(Dataset excerpts)

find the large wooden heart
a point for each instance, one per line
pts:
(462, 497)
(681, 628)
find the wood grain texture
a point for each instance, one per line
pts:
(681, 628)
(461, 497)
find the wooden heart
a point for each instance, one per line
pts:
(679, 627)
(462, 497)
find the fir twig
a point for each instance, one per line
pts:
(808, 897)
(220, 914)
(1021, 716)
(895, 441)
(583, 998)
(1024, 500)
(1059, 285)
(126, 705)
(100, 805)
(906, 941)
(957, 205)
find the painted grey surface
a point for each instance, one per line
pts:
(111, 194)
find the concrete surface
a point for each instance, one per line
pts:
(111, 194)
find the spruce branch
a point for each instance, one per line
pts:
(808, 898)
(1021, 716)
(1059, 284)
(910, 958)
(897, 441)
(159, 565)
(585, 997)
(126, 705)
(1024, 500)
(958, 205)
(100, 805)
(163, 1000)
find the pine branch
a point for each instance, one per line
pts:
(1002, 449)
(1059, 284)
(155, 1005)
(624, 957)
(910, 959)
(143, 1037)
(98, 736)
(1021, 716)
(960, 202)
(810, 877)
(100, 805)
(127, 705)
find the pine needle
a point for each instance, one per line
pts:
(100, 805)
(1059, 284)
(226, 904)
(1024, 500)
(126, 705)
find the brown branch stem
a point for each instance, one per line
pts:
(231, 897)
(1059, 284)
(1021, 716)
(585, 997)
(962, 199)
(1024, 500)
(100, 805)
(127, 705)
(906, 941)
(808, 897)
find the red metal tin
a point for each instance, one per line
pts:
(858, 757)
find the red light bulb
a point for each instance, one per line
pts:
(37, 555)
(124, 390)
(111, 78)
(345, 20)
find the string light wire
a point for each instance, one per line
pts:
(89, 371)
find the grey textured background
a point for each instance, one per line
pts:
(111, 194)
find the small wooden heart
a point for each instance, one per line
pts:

**TASK ITEM**
Every record above is to be copied out again exactly as written.

**RESULT OF THIS EXERCISE**
find the large wooden heart
a point for each instance, one per line
pts:
(462, 497)
(681, 628)
find the wood grain texture
a point for each instance, one per line
pts:
(681, 628)
(461, 497)
find the wooden heart
a point for each instance, one per line
pts:
(679, 627)
(462, 497)
find the fir twig
a point for each instance, one per line
pts:
(808, 897)
(220, 914)
(1021, 716)
(895, 441)
(583, 998)
(1024, 500)
(1059, 285)
(126, 705)
(100, 805)
(906, 941)
(957, 205)
find the painted grey surface
a point for each instance, one per line
pts:
(111, 194)
find the concrete surface
a point for each instance, one per line
pts:
(111, 194)
find the spruce branch
a point for each instance, one per line
pts:
(808, 898)
(1021, 716)
(1059, 284)
(910, 958)
(897, 441)
(159, 565)
(585, 997)
(126, 705)
(1024, 500)
(958, 205)
(100, 805)
(163, 1000)
find the pine branch
a point for each instance, one per line
pts:
(1002, 449)
(1059, 284)
(155, 1005)
(624, 957)
(910, 959)
(143, 1037)
(98, 736)
(1021, 716)
(960, 202)
(810, 877)
(100, 805)
(127, 705)
find the pine needle
a point for each instance, one per line
pts:
(100, 805)
(1059, 284)
(226, 904)
(1024, 500)
(126, 705)
find the brown branch stem
a point for each instance, one per line
pts:
(231, 897)
(1059, 284)
(1021, 716)
(585, 997)
(962, 199)
(1024, 500)
(100, 805)
(127, 705)
(906, 941)
(808, 897)
find the red metal tin
a point for each instance, one per line
pts:
(858, 757)
find the red light bulb
a point for each instance, one per line
pts:
(37, 555)
(124, 390)
(111, 78)
(345, 20)
find the string light wire
a point for each instance, one per line
pts:
(89, 371)
find the grey textured background
a point for each instance, one per line
pts:
(111, 194)
find the small wooden heart
a point for each instance, one per line
pts:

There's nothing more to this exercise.